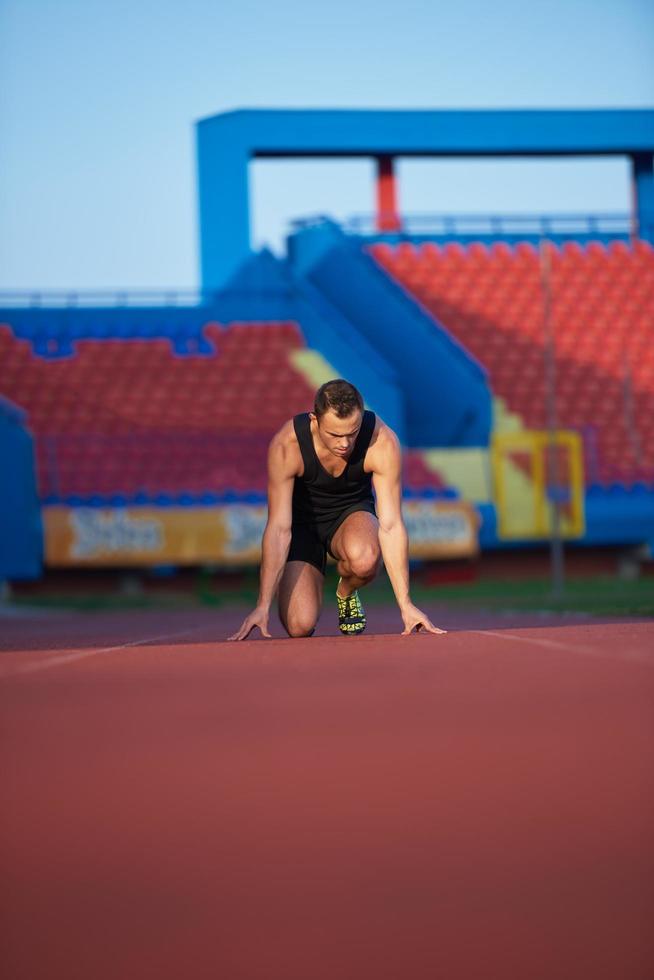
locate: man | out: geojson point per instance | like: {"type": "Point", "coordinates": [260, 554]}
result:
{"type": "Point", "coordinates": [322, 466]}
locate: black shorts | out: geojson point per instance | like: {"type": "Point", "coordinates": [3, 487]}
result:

________________________________________

→ **DO THIS**:
Set down all the rows above word for word, leaving out the pictures.

→ **EXERCISE OUTPUT**:
locate: man | out: geojson point per instance | like: {"type": "Point", "coordinates": [260, 554]}
result:
{"type": "Point", "coordinates": [322, 466]}
locate: black shorts | out: geojson point per instance | like: {"type": "Point", "coordinates": [3, 487]}
result:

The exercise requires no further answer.